WHAT YOU HAVE TO DO: Can you rewrite the stretch from the line containing "Each instance receives" through the end of the material, replacing "shallow water" with "calm water" and changing nothing else? Leave the pictures out of your answer.

GIVEN ENTRIES:
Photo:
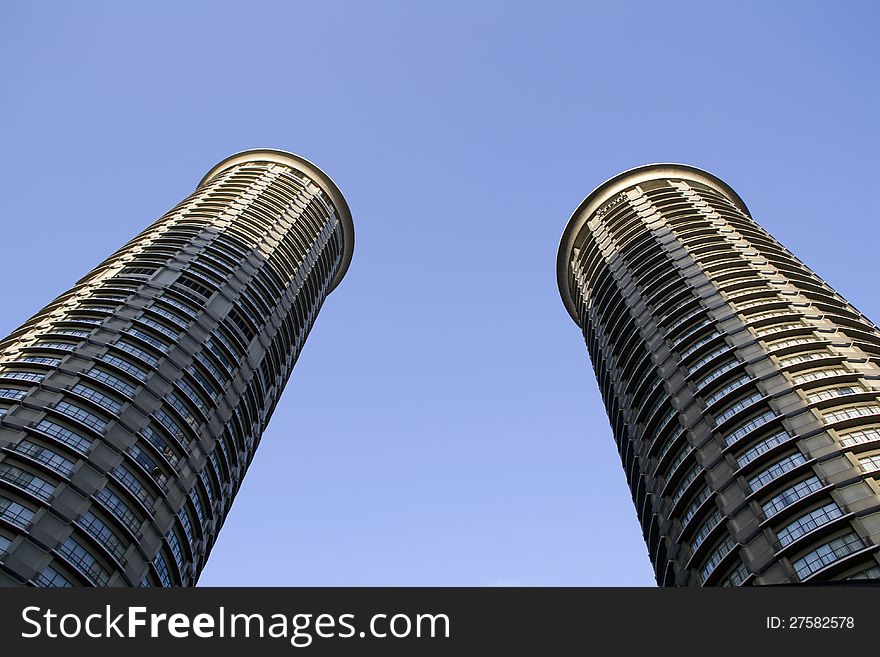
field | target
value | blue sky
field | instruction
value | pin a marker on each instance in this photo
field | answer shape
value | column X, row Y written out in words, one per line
column 443, row 425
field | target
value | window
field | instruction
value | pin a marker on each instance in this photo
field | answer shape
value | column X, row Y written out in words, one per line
column 162, row 569
column 23, row 376
column 161, row 328
column 736, row 576
column 83, row 561
column 706, row 380
column 169, row 425
column 708, row 358
column 743, row 430
column 833, row 393
column 724, row 547
column 187, row 527
column 125, row 366
column 64, row 435
column 177, row 304
column 727, row 389
column 737, row 406
column 98, row 398
column 136, row 352
column 803, row 358
column 63, row 346
column 148, row 464
column 692, row 474
column 153, row 437
column 149, row 339
column 791, row 342
column 46, row 457
column 870, row 573
column 98, row 530
column 851, row 413
column 764, row 446
column 170, row 316
column 12, row 393
column 193, row 395
column 81, row 415
column 197, row 503
column 52, row 578
column 114, row 504
column 113, row 381
column 776, row 470
column 827, row 554
column 695, row 504
column 791, row 495
column 778, row 328
column 176, row 552
column 15, row 513
column 135, row 487
column 31, row 483
column 860, row 437
column 40, row 360
column 870, row 463
column 706, row 528
column 175, row 403
column 815, row 375
column 807, row 523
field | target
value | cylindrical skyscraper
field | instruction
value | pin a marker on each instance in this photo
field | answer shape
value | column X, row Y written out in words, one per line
column 742, row 390
column 131, row 406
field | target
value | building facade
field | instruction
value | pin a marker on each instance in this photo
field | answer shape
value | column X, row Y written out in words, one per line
column 743, row 392
column 131, row 406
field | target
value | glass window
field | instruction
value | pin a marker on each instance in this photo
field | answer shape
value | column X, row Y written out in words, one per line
column 827, row 554
column 807, row 523
column 12, row 393
column 81, row 415
column 52, row 578
column 116, row 506
column 125, row 366
column 791, row 495
column 31, row 483
column 162, row 570
column 113, row 381
column 776, row 470
column 46, row 457
column 762, row 447
column 860, row 437
column 870, row 463
column 832, row 393
column 98, row 530
column 737, row 406
column 815, row 375
column 83, row 560
column 15, row 513
column 841, row 414
column 99, row 398
column 726, row 367
column 724, row 546
column 743, row 430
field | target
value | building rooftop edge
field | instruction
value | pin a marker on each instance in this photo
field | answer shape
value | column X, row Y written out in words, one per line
column 312, row 171
column 615, row 185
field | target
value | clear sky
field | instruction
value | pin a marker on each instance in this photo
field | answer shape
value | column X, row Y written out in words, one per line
column 443, row 425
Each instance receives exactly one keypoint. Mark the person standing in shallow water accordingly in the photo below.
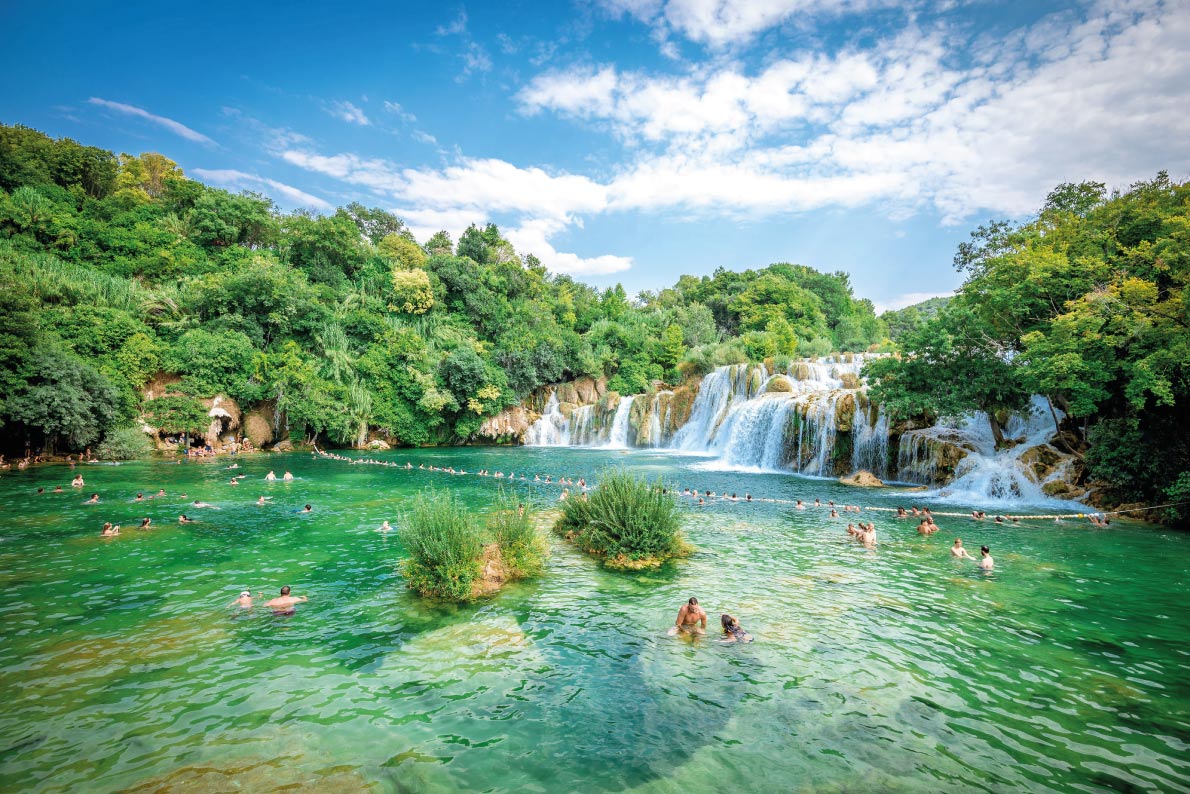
(690, 619)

ANSWER TO THIS TASK:
Each instance receives exactly one keypoint. Mark the person standing in calm water accordingly in the photo below.
(690, 619)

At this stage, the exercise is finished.